▸ SOURCE TEXT:
start

We use the shorthand $$d^1 \Bx = d\Bx_u – d\Bx_v$$ to write
\label{eqn:relativisticSurface:400}
\int_S F d^2\Bx \lrpartial G = \int_{\partial S} F d^1\Bx G,

with the understanding that this is really instructions to evaluate the line integrals in the last step of \ref{eqn:relativisticSurface:380}.

Problem: Integration in the t,y plane.

Let $$x(t,y) = c t \gamma_0 + y \gamma_2$$. Write out both sides of the fundamental theorem explicitly.

Let’s designate the tangent basis vectors as
\label{eqn:relativisticSurface:420}
\Bx_0 = \PD{t}{x} = c \gamma_0,

and
\label{eqn:relativisticSurface:440}
\Bx_2 = \PD{y}{x} = \gamma_2,

so the vector derivative is
\label{eqn:relativisticSurface:460}
\partial
= \inv{c} \gamma^0 \PD{t}{}
+ \gamma^2 \PD{y}{},

and the area element is
\label{eqn:relativisticSurface:480}
d^2 \Bx = c \gamma_0 \gamma_2.

The fundamental theorem of surface integrals is just a statement that
\label{eqn:relativisticSurface:500}
\int_{t_0}^{t_1} c dt
\int_{y_0}^{y_1} dy
F \gamma_0 \gamma_2 \lr{
\inv{c} \gamma^0 \PD{t}{}
+ \gamma^2 \PD{y}{}
} G
=
\int F \lr{ c \gamma_0 dt – \gamma_2 dy } G,

where the RHS, when stated explicitly, really means
\label{eqn:relativisticSurface:520}
\begin{aligned}
\int &F \lr{ c \gamma_0 dt – \gamma_2 dy } G
=
\int_{t_0}^{t_1} c dt \lr{ F(t,y_1) \gamma_0 G(t, y_1) – F(t,y_0) \gamma_0 G(t, y_0) } \\
\int_{y_0}^{y_1} dy \lr{ F(t_1,y) \gamma_2 G(t_1, y) – F(t_0,y) \gamma_0 G(t_0, y) }.
\end{aligned}

In this particular case, since $$\Bx_0 = c \gamma_0, \Bx_2 = \gamma_2$$ are both constant functions that depend on neither $$t$$ nor $$y$$, it is easy to derive the full expansion of \ref{eqn:relativisticSurface:520} directly from the LHS of \ref{eqn:relativisticSurface:500}.

end

▸ DATA EXCERPTS:
start

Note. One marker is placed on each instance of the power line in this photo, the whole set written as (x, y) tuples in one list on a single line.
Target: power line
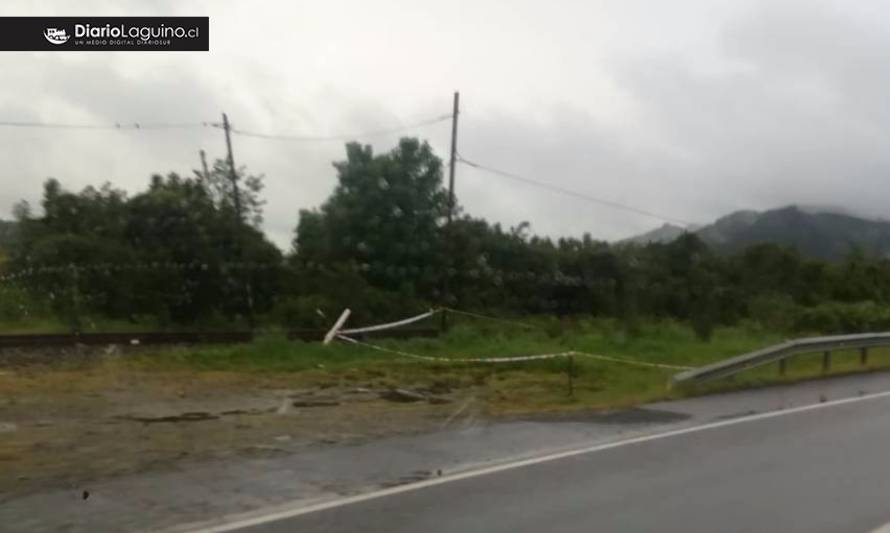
[(575, 194), (116, 126), (342, 137)]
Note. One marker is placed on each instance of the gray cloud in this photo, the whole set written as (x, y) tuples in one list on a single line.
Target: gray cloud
[(692, 110)]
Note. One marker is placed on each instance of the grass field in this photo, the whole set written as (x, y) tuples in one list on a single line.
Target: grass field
[(75, 415), (521, 386)]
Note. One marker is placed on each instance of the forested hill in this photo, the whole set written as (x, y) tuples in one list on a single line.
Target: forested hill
[(7, 234), (817, 234)]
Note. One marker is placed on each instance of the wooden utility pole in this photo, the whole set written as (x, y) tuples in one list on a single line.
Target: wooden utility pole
[(204, 165), (448, 231), (454, 113), (233, 175), (236, 197)]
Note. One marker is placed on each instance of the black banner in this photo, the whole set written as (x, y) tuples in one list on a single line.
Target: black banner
[(104, 34)]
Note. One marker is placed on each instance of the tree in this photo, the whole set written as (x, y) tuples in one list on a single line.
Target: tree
[(383, 217)]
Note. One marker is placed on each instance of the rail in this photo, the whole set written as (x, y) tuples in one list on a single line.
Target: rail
[(780, 352)]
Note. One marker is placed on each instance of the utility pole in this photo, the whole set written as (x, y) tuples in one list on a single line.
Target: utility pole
[(448, 231), (236, 196), (454, 113), (204, 164), (233, 175)]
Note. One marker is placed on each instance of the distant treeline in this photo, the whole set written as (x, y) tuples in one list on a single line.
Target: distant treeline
[(180, 253)]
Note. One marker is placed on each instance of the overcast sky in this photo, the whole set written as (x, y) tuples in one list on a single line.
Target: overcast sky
[(691, 109)]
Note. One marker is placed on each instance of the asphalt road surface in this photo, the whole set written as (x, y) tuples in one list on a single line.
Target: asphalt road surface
[(823, 469)]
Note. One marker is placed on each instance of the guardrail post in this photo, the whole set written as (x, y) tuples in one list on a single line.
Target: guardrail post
[(570, 369)]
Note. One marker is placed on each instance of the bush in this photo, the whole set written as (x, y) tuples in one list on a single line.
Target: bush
[(836, 317)]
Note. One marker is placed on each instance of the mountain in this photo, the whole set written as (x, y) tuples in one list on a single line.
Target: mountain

end

▸ OBJECTIVES:
1 – According to the excerpt on surface integrals, why is it easy in the t,y plane case to derive the full expansion directly from the left-hand side?
2 – Decide whether each statement agrees with the excerpt on surface integrals, answering yes or no and quoting the words of the excerpt that settle it: (a) The problem for the t,y plane asks for only the left side of the fundamental theorem to be written out. (b) The shorthand equation with d¹x is understood as instructions to evaluate line integrals. (c) The tangent basis vectors in the t,y plane case vary with t.
3 – Resume the excerpt on surface integrals, picking up right after its last sentence.

▸ OUTPUTS FOR THE TASKS:
1 – Because the tangent basis vectors x₀ = cγ₀ and x₂ = γ₂ are both constant functions that depend on neither t nor y.

2 –
(a) No: "Write out both sides of the fundamental theorem explicitly."
(b) Yes: "with the understanding that this is really instructions to evaluate the line integrals"
(c) No: "are both constant functions that depend on neither $$t$$ nor $$y$$"

3 –
Problem: A cylindrical hyperbolic surface.

Generalizing the example surface integral from \ref{eqn:relativisticSurface:40}, let
\label{eqn:relativisticSurface:540}
x(\rho, \alpha) = \rho e^{-\vcap \alpha/2} x(0,1) e^{\vcap \alpha/2},

where $$\rho$$ is a scalar, and $$\vcap = \cos\theta_k\gamma_{k0}$$ is a unit spatial bivector, and $$\cos\theta_k$$ are direction cosines of that vector. This is a composite transformation, where the $$\alpha$$ variation boosts the $$x(0,1)$$ four-vector, and the $$\rho$$ parameter contracts or increases the magnitude of this vector, resulting in $$x$$ spanning a hyperbolic region of spacetime.

Compute the tangent and reciprocal basis, the area element for the surface, and explicitly state both sides of the fundamental theorem.

For the tangent basis vectors we have
\label{eqn:relativisticSurface:560}
\Bx_\rho = \PD{\rho}{x} =
e^{-\vcap \alpha/2} x(0,1) e^{\vcap \alpha/2} = \frac{x}{\rho},

and
\label{eqn:relativisticSurface:580}
\Bx_\alpha = \PD{\alpha}{x} =
\lr{-\vcap/2} x
+
x \lr{ \vcap/2 }
=
x \cdot \vcap.

These vectors $$\Bx_\rho, \Bx_\alpha$$ are orthogonal, as $$x \cdot \vcap$$ is the projection of $$x$$ onto the spacetime plane $$x \wedge \vcap = 0$$, but rotated so that $$x \cdot \lr{ x \cdot \vcap } = 0$$. Because of this orthogonality, the vector derivative for this tangent space is
\label{eqn:relativisticSurface:600}
\partial =
\inv{x \cdot \vcap} \PD{\alpha}{}
+
\frac{\rho}{x}
\PD{\rho}{}
.

The area element is
\label{eqn:relativisticSurface:620}
\begin{aligned}
d^2 \Bx
&=
d\rho d\alpha\,
\frac{x}{\rho} \wedge \lr{ x \cdot \vcap } \\
&=
\inv{\rho} d\rho d\alpha\,
x \lr{ x \cdot \vcap }
.
\end{aligned}

The full statement of the fundamental theorem for this surface is
\label{eqn:relativisticSurface:640}
\int_S
d\rho d\alpha\,
F
\lr{
\inv{\rho} x \lr{ x \cdot \vcap }
}
\lr{
\inv{x \cdot \vcap} \PD{\alpha}{}
+
\frac{\rho}{x}
\PD{\rho}{}
}
G
=
\int_{\partial S}
F \lr{ d\rho \frac{x}{\rho} – d\alpha \lr{ x \cdot \vcap } } G.

As in the previous example, due to the orthogonality of the tangent basis vectors, it’s easy to show find the RHS directly from the LHS.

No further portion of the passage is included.